Start Input rows

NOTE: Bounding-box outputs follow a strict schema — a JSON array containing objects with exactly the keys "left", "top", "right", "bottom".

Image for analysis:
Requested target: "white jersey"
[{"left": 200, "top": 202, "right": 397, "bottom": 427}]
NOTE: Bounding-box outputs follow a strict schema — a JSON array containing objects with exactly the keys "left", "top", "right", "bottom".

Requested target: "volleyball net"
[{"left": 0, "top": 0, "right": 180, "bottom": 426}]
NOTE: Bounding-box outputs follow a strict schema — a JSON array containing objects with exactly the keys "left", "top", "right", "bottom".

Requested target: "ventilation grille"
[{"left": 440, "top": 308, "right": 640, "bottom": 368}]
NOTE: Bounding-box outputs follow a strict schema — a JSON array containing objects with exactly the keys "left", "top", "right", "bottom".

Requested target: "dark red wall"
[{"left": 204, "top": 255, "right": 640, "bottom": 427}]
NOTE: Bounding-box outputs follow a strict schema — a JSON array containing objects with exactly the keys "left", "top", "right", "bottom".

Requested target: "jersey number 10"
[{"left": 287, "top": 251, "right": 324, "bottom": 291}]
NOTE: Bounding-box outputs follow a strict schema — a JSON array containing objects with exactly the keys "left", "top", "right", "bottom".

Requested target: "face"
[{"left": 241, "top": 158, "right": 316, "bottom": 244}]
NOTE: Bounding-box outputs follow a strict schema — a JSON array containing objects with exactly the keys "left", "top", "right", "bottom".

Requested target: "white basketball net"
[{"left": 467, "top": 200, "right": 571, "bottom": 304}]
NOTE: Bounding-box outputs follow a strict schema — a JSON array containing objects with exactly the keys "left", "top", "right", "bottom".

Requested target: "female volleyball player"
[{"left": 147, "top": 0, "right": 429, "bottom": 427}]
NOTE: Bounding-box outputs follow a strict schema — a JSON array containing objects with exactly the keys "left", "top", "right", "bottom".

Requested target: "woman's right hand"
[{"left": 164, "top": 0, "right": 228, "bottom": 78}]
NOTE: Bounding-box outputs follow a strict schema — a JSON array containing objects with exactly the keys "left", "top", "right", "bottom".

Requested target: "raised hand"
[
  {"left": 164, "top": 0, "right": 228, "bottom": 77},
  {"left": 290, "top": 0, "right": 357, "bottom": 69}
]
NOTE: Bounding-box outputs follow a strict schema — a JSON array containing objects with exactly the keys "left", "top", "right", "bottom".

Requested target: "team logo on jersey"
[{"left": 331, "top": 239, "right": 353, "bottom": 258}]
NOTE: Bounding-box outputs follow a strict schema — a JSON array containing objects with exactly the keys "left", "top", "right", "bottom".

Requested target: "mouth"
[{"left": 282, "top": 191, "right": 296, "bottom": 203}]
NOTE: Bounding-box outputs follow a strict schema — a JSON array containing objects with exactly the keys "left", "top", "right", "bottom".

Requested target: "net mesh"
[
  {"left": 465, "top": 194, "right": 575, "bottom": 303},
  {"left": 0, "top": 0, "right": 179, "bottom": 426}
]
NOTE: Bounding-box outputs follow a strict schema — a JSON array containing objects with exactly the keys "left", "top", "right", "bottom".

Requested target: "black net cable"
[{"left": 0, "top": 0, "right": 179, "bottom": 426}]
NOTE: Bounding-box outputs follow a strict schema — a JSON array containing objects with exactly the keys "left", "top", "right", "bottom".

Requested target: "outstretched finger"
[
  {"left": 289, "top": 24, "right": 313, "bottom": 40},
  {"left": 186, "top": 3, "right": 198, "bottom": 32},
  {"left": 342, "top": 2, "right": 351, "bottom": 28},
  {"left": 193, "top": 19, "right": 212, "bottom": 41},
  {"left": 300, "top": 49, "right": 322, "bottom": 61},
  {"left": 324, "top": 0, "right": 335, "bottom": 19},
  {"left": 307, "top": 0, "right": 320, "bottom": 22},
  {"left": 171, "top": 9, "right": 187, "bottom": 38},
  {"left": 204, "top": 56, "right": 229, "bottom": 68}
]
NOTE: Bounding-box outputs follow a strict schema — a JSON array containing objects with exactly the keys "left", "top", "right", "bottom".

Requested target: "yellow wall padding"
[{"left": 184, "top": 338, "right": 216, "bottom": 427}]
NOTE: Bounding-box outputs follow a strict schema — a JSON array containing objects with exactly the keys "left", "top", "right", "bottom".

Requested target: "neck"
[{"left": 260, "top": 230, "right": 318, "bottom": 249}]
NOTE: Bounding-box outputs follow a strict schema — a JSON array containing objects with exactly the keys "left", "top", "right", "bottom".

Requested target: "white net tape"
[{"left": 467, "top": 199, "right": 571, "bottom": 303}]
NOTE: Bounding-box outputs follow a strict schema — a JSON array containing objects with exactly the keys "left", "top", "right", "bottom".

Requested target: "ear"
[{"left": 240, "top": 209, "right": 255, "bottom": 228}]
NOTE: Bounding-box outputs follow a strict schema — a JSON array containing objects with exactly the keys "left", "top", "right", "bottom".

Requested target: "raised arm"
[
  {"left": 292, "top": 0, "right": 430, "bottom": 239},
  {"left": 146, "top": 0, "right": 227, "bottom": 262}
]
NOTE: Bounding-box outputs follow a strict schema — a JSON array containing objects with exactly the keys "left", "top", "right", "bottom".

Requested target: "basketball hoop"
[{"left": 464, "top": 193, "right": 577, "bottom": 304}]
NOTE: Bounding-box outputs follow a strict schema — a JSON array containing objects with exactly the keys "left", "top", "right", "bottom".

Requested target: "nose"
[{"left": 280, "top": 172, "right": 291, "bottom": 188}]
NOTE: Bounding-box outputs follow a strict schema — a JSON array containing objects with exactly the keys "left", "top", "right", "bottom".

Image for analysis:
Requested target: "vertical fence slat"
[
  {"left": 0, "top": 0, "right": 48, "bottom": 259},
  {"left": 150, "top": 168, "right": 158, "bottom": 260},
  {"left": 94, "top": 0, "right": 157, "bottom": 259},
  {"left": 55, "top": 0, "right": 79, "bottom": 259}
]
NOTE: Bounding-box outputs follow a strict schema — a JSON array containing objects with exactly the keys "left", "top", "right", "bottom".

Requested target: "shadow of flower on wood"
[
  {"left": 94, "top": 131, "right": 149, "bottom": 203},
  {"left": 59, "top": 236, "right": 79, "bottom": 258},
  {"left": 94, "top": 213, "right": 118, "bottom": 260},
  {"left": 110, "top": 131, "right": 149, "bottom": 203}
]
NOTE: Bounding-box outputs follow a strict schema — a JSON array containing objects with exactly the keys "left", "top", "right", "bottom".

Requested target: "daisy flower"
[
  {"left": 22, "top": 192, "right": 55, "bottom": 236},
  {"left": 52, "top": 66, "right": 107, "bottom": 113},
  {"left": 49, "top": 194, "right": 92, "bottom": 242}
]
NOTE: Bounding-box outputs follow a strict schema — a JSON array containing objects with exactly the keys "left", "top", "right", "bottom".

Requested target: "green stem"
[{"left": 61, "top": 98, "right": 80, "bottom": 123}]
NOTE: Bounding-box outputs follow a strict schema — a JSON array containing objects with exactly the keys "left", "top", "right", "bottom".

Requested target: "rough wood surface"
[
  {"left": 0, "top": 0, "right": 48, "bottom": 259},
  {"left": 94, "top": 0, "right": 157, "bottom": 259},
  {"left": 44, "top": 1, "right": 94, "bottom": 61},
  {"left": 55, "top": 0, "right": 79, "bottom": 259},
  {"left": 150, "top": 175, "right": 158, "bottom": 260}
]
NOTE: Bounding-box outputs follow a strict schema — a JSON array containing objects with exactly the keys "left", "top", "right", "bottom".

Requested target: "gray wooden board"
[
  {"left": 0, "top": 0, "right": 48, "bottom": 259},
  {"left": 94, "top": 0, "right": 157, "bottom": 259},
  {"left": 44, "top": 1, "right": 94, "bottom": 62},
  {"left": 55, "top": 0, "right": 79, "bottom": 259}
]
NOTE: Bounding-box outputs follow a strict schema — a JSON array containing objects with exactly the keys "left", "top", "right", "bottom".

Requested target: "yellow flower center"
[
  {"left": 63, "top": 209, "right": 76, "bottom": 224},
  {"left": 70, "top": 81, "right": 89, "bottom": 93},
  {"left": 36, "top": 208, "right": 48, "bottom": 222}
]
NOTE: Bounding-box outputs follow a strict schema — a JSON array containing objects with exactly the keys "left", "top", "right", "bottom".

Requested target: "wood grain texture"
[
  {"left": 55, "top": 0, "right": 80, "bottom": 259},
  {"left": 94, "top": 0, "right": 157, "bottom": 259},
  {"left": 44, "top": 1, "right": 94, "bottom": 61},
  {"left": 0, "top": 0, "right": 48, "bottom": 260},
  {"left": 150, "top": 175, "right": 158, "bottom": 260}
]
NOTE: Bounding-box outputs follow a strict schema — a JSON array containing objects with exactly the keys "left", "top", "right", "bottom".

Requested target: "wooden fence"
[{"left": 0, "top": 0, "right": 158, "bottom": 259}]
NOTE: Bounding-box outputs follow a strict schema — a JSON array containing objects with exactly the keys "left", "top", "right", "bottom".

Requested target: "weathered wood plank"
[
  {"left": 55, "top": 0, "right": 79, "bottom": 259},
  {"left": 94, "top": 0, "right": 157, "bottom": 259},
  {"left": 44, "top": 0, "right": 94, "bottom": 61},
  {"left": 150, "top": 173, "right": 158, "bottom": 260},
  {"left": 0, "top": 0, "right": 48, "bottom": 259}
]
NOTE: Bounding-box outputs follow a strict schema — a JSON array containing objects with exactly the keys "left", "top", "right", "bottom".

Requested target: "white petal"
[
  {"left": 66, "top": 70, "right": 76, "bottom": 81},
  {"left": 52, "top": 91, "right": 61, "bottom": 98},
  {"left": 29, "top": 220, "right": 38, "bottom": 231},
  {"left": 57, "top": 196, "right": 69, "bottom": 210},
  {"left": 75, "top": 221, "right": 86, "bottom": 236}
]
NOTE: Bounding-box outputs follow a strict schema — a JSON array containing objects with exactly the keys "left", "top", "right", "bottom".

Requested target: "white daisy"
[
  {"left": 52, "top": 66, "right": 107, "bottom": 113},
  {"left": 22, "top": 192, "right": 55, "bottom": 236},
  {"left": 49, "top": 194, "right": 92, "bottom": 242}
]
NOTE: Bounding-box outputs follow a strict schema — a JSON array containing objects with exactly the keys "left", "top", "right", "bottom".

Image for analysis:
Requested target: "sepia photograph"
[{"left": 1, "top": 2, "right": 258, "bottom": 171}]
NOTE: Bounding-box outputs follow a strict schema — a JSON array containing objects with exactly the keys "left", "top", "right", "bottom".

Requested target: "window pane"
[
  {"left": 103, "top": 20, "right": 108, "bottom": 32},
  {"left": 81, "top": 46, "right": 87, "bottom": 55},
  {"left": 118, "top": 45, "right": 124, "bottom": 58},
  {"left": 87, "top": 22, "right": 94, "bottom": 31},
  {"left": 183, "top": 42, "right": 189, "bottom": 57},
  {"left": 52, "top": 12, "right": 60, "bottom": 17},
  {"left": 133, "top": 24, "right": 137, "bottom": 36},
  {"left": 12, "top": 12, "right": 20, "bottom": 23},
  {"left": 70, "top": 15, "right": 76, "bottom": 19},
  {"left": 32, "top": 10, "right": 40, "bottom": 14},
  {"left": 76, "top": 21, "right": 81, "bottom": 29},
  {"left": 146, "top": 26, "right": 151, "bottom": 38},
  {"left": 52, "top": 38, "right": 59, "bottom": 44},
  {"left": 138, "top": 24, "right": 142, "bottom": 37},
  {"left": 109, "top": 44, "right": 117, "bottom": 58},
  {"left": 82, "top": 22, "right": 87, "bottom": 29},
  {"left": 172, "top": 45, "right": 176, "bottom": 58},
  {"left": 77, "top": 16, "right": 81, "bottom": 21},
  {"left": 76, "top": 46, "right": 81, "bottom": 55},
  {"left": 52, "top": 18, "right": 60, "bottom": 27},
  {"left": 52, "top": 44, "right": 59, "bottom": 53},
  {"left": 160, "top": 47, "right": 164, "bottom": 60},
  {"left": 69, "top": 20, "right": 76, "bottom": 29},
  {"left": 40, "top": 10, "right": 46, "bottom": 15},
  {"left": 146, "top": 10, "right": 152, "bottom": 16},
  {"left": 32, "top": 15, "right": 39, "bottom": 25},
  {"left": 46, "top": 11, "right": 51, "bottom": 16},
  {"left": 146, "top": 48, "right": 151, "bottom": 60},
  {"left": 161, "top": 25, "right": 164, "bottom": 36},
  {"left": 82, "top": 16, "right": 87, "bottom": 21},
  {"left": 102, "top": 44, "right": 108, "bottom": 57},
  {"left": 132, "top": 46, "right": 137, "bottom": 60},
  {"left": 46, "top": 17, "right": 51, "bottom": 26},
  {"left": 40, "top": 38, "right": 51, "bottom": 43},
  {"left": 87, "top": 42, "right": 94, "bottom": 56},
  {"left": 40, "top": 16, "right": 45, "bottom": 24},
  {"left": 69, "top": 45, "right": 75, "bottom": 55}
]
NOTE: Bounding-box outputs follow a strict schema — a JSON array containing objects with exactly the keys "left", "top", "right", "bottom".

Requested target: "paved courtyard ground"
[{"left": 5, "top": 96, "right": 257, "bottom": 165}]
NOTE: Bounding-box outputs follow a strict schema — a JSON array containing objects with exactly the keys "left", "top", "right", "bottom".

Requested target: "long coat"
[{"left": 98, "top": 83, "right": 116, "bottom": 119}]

End Input rows

Pick out each line of the material above that contains the word "hand", and copy those lines.

**Task response**
Requested target: "woman's right hand"
Requested target: "raised hand"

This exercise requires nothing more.